> SELECTED PASSAGE
--- START ---

The steps in a generic use case where an agent (either a ground control operator or an onboard intelligent software agent) performs diagnosis on a space flight system would be as follows:
- A fault occurs in the flight system; evidence of this fault exists within the system telemetry reported to the agent.
- The operations context is noted; essentially this is keeping track of the intent of the current operation and any error identifiers which occur, which can help to refine the search for relevant potential faults.
- If necessary, the agent can choose to query the flight system for additional diagnostic information.
- Using the available information, a likely fault diagnosis is determined. Based on this diagnosis, the flight system can be queried again to confirm the fault, and/or obtain additional data to characterize the fault or search for a root cause.
- If the fault can be cleared by a telecommand, then the agent sends the appropriate command(s).
- The agent verifies that the fault has been correctly repaired. This may involve specifically querying the flight system for additional diagnostic information.
Another scenario of interest is autonomous detection of outside-of-nominal performance. While operating autonomously without a communication link to the ground segment:
- The robot performs a routine operation (e.g., insertion of a payload into a receptacle).
- An intelligent agent compares the telemetry reported by the robot throughout the operation to a model based on previous similar operations.
- The agent determines if the performance is within normal variations, or if an anomaly or performance degradation has occurred. If the latter, the data is flagged for priority download at the next communication window so that ground personnel can perform a detailed post-analysis.

--- END ---

> EXTRACTED DATA
--- START ---

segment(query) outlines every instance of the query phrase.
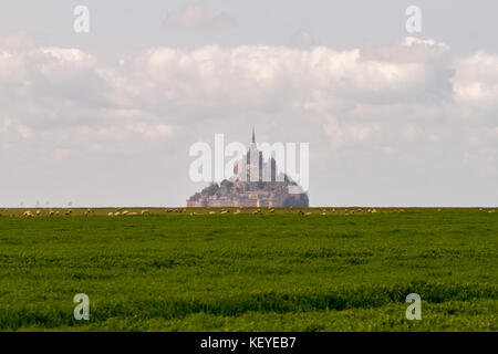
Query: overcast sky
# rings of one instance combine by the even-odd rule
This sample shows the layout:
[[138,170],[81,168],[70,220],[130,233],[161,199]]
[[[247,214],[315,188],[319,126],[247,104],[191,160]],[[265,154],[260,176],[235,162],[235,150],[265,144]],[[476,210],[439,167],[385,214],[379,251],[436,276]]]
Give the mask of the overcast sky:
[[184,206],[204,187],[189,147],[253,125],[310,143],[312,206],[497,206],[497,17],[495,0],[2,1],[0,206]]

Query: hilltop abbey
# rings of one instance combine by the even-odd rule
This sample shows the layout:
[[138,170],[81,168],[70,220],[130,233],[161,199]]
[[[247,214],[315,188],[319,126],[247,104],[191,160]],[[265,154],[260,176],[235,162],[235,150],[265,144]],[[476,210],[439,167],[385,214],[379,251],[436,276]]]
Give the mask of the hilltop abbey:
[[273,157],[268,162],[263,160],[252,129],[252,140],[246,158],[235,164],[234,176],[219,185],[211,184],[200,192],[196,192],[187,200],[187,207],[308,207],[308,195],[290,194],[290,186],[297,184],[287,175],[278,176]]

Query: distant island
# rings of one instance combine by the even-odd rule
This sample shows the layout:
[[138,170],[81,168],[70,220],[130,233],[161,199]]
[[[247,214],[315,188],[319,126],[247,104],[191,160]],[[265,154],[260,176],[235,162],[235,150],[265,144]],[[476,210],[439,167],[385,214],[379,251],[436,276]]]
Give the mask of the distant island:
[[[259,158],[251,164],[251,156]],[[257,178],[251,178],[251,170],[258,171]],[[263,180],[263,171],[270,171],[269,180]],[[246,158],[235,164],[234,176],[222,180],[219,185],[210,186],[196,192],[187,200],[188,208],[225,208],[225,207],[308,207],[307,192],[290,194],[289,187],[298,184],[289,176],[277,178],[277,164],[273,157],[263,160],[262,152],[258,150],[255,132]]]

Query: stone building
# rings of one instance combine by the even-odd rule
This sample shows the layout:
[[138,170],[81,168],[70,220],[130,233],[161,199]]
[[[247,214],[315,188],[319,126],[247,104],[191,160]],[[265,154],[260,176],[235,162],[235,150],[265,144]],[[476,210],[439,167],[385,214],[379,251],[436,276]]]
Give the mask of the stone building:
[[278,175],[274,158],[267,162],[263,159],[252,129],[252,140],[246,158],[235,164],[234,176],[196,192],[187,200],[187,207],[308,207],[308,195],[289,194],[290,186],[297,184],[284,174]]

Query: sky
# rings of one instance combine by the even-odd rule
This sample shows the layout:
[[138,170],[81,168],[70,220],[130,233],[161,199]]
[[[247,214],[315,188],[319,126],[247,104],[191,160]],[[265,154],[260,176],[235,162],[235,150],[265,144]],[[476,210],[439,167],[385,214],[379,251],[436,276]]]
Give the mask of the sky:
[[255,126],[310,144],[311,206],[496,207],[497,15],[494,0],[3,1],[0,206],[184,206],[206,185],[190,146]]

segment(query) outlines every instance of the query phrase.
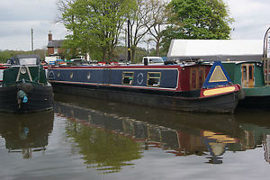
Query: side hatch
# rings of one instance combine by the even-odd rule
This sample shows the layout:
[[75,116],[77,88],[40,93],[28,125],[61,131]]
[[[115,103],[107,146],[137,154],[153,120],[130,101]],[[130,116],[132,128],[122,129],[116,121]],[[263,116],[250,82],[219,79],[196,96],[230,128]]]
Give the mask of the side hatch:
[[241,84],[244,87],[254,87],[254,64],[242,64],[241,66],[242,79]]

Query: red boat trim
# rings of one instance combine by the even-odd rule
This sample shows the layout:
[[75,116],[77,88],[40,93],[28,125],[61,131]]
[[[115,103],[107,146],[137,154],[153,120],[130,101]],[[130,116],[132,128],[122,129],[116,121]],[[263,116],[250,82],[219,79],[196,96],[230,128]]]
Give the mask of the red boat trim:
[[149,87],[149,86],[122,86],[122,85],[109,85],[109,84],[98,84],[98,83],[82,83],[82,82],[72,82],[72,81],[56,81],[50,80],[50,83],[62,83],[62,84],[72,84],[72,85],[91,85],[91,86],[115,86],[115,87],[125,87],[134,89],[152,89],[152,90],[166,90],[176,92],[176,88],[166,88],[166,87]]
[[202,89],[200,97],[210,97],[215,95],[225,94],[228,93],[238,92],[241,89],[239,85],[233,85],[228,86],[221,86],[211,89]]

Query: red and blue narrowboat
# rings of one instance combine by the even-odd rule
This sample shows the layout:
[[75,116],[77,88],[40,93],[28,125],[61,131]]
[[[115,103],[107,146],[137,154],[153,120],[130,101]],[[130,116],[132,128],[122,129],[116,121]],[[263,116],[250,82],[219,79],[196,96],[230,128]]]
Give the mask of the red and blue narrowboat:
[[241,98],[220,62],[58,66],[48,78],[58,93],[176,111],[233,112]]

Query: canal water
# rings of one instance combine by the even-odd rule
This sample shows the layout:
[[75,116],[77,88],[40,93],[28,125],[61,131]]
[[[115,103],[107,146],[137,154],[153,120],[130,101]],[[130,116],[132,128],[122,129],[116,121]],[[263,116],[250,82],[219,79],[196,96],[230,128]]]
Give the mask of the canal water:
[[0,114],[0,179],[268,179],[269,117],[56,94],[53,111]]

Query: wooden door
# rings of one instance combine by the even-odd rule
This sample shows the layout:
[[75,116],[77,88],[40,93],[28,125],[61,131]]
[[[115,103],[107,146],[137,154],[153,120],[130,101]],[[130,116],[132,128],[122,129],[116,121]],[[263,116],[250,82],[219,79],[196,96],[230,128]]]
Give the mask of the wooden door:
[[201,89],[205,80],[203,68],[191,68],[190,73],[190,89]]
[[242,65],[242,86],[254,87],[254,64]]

--- END ---

> WHAT THE TASK ASKS
Please answer from the passage on spacecraft fault diagnosis: what happens to the telemetry data when the agent finds an anomaly or performance degradation during autonomous operation?

> WRITTEN RESPONSE
The data is flagged for priority download at the next communication window so that ground personnel can perform a detailed post-analysis.